* [DATA FOR PROCESSING]:
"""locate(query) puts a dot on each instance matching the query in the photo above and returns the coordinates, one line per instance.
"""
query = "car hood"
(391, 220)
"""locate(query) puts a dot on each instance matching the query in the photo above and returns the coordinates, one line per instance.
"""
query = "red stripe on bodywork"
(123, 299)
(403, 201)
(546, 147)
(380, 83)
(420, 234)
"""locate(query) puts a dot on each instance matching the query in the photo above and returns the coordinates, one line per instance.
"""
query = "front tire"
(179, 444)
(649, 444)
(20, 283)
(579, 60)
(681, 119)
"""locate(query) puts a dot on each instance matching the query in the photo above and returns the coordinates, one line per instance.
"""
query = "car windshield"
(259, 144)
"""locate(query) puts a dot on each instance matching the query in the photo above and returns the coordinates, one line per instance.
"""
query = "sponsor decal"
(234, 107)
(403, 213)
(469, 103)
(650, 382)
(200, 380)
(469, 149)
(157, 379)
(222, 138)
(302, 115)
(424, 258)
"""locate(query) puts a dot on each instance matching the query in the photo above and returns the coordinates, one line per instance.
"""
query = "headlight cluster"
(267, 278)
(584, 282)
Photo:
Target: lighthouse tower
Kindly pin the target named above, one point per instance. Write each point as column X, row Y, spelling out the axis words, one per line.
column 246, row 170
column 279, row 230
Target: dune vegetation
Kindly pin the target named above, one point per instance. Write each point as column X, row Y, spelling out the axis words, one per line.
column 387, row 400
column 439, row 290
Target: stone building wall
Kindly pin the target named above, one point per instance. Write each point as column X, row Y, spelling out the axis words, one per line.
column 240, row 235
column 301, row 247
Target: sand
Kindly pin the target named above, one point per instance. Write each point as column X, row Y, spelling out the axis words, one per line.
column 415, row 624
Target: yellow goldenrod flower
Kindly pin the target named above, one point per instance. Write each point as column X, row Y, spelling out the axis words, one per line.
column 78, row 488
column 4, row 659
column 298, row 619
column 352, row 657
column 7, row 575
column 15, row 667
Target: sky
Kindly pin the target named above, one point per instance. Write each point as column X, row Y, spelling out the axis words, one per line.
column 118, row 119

* [WORK INSTRUCTIONS]: Reproduce all of the data above verbatim, keeping every line unchanged.

* [RESULT BELOW]:
"""locate(query) puts a dot on each instance matching the query in the photo above and returns the coordinates, one line per instance.
"""
query = "car hood"
(391, 220)
"""locate(query) puts a dot on each instance matching the query in the photo above and returns the coordinates, one line per instance.
"""
query = "red stripe on bodywork"
(123, 299)
(403, 201)
(546, 147)
(380, 83)
(420, 234)
"""locate(query) puts a dot on each instance matching the query in the photo above and returns the coordinates, one line per instance.
"""
query = "front tire"
(179, 444)
(649, 444)
(20, 283)
(579, 60)
(681, 119)
"""locate(query) puts a dot on each instance matching the query in the photo above and returns the coordinates, one line per instance.
"""
query = "car windshield"
(259, 144)
"""locate(query) puts a dot on each instance matching the query in the photo above and returns the coordinates, one line per instance.
"""
query = "sponsor decal"
(234, 107)
(403, 213)
(469, 103)
(650, 382)
(200, 380)
(469, 149)
(157, 379)
(222, 138)
(302, 115)
(424, 258)
"""locate(query) puts a dot on each instance matching the query in the photo above and returns the coordinates, one line per instance.
"""
query = "headlight cluster"
(267, 278)
(584, 282)
Photo:
Target: lighthouse tower
Kindly pin the target named above, one point per instance. Write each point as column X, row Y, spelling out the axis words, one per line.
column 246, row 170
column 279, row 230
Target: dune vegetation
Kindly pin the target named above, one point per instance. Write each point as column X, row Y, spelling out the axis words, one per line.
column 387, row 400
column 439, row 290
Target: stone building wall
Kindly pin the target named above, one point per instance. Write each point as column X, row Y, spelling out the axis words, one per line.
column 240, row 235
column 301, row 247
Target: sand
Kindly pin the target named above, one point per instance. Write each point as column X, row Y, spelling out the axis words, one per line.
column 415, row 624
Target: yellow goldenrod flower
Kindly pin the target named above, one point per instance. Write each point as column X, row Y, spelling out the axis words, one per line.
column 78, row 488
column 4, row 659
column 298, row 619
column 352, row 657
column 7, row 575
column 15, row 667
Target: sky
Kindly pin the target named above, one point per instance. Write each point as column X, row Y, spelling out the axis words, one per line.
column 118, row 119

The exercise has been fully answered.